■ **Text under study**:
One of the lessons learned by emerging markets from the Asian crisis of the 90s is that they need to maintain a good forex reserve balance. Primarily this helps maintain the value of the currency, if suddenly capital flow stops and people start dumping the LCY to take funds out. A good forex base helps in maintaining LCY purchases to maintain its value and also provides comfort on FX available to meet the country’s imports - its always good to have minimum 4 months of imports in the reserves.

 

A country’s forex is primarily built up through its exporters, who receive FCY against their invoices as credit to their bank accounts (or FCY cash that they deposit into the banking system). Banks gives them LCY in return and move this FCY currency to Central bank in return for LCY. Banks needs LCY for their local banking operations and the exporters need LCY for meeting their local expenses. Hence eventually FCY ends up with Central Bank - and what do they do with it? Buy dollar or euro denominated sovereign bonds (US Treasuries mainly), even high yielding corporate bonds to certain extent and even keep it with IMF as reserve balances.  A part may even be held converted and held in gold.  

 

Among other things, Central Banks built up reserves to manage currency rate (mainly to buy FCY and keep LCY competitive), maintain liquidity in terms of import cover - even in case exporters stop earning FCY temporarily due to a trade shock, government would still be able to use its reserves to provide dollars to fund imports, keep markets steady in case of a capital flight from the economy, maintain ability to meet FCY debt payments and use it for investments abroad or even as a war chest if required, for domestic investments.

■ **Task statement**: Duplicate the passage of the forex reserves text from "A country’s forex" to "held in gold.", word for word. Rely on the text about forex reserves and nothing else.

[Stored items]
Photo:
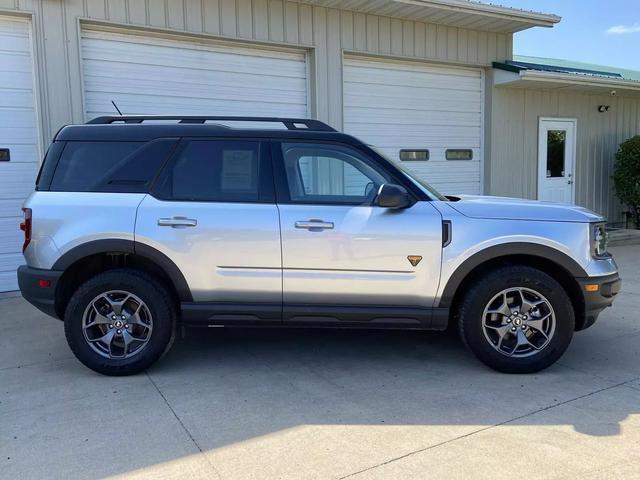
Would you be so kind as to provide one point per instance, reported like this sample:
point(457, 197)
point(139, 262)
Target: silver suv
point(139, 225)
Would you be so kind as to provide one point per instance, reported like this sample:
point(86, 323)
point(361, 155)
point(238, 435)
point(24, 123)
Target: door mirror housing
point(393, 196)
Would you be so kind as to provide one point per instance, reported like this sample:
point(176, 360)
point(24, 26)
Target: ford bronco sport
point(140, 225)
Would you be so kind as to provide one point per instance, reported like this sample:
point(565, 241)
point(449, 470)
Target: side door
point(212, 212)
point(556, 160)
point(344, 258)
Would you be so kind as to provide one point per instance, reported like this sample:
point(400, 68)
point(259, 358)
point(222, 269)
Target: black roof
point(143, 128)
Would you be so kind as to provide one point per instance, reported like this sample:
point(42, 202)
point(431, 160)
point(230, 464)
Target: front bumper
point(599, 293)
point(32, 283)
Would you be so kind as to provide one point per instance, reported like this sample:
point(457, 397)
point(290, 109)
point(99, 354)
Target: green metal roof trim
point(566, 66)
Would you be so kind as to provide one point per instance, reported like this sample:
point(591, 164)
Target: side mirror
point(393, 196)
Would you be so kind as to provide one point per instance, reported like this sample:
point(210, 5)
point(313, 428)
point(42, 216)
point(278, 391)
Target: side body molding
point(131, 247)
point(505, 250)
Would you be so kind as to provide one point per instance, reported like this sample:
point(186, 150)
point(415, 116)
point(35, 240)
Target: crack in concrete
point(184, 427)
point(460, 437)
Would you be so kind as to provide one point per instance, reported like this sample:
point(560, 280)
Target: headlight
point(599, 240)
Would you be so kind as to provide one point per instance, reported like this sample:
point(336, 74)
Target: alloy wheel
point(519, 322)
point(117, 324)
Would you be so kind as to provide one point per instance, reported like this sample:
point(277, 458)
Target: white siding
point(412, 105)
point(147, 75)
point(18, 133)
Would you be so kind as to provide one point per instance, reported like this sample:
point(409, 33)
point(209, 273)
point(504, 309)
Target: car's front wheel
point(516, 319)
point(120, 322)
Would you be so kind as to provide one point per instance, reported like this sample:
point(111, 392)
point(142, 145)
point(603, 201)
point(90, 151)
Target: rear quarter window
point(127, 167)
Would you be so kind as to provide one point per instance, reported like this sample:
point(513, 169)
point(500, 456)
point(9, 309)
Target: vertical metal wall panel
point(514, 142)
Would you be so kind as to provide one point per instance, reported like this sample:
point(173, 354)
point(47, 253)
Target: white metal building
point(400, 74)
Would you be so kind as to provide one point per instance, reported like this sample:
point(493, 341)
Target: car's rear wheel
point(516, 319)
point(120, 322)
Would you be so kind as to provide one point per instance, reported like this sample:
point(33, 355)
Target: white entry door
point(556, 160)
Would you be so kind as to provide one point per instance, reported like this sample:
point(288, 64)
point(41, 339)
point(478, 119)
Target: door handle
point(314, 224)
point(177, 222)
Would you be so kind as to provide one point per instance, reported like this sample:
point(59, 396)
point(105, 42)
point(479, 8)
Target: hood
point(503, 208)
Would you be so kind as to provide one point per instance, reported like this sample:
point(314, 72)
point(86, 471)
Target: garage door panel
point(162, 105)
point(189, 61)
point(242, 90)
point(18, 133)
point(364, 117)
point(412, 105)
point(416, 82)
point(418, 131)
point(148, 75)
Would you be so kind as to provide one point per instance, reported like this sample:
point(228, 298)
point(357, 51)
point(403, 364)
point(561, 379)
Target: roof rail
point(290, 123)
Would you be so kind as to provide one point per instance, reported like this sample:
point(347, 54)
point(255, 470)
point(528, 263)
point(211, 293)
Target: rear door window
point(217, 171)
point(109, 166)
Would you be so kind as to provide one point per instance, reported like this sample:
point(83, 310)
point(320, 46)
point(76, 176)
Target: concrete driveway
point(322, 404)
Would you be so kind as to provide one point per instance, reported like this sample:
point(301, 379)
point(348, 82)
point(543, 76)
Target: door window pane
point(556, 141)
point(330, 174)
point(216, 171)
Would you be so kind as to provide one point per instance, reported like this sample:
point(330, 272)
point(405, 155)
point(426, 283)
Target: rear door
point(342, 252)
point(212, 212)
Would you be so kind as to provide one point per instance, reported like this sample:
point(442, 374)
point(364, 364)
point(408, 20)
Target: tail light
point(25, 226)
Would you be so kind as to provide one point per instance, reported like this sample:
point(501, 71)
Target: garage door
point(397, 105)
point(151, 75)
point(18, 141)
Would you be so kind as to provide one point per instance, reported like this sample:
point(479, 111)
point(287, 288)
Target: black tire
point(481, 292)
point(148, 289)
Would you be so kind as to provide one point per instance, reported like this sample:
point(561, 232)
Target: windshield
point(421, 184)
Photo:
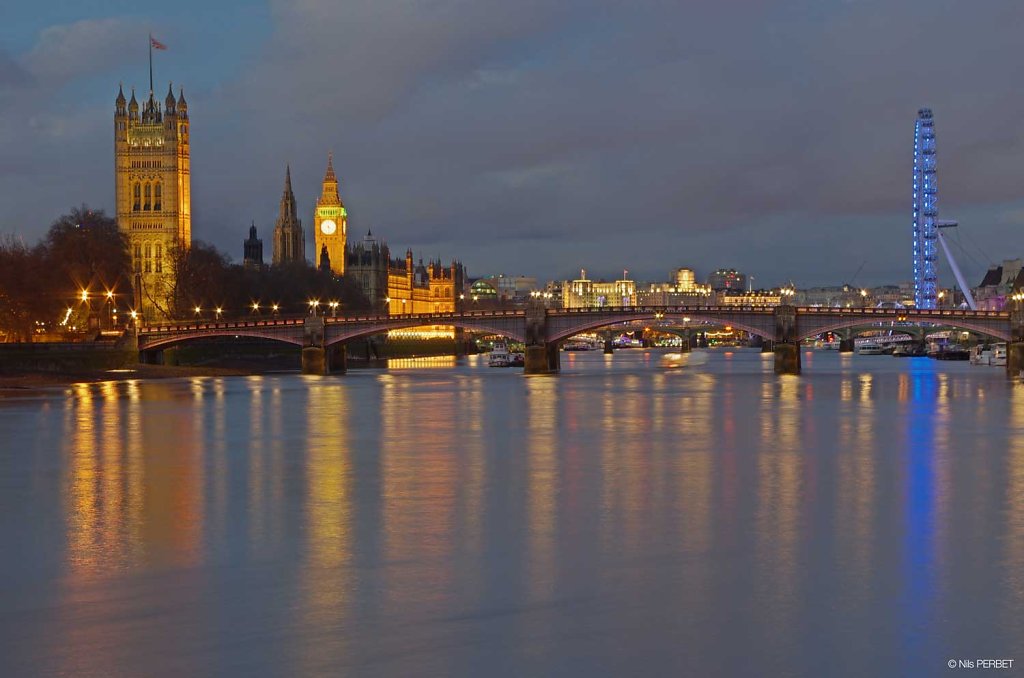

■ **Result**:
A country’s forex is primarily built up through its exporters, who receive FCY against their invoices as credit to their bank accounts (or FCY cash that they deposit into the banking system). Banks gives them LCY in return and move this FCY currency to Central bank in return for LCY. Banks needs LCY for their local banking operations and the exporters need LCY for meeting their local expenses. Hence eventually FCY ends up with Central Bank - and what do they do with it? Buy dollar or euro denominated sovereign bonds (US Treasuries mainly), even high yielding corporate bonds to certain extent and even keep it with IMF as reserve balances.  A part may even be held converted and held in gold.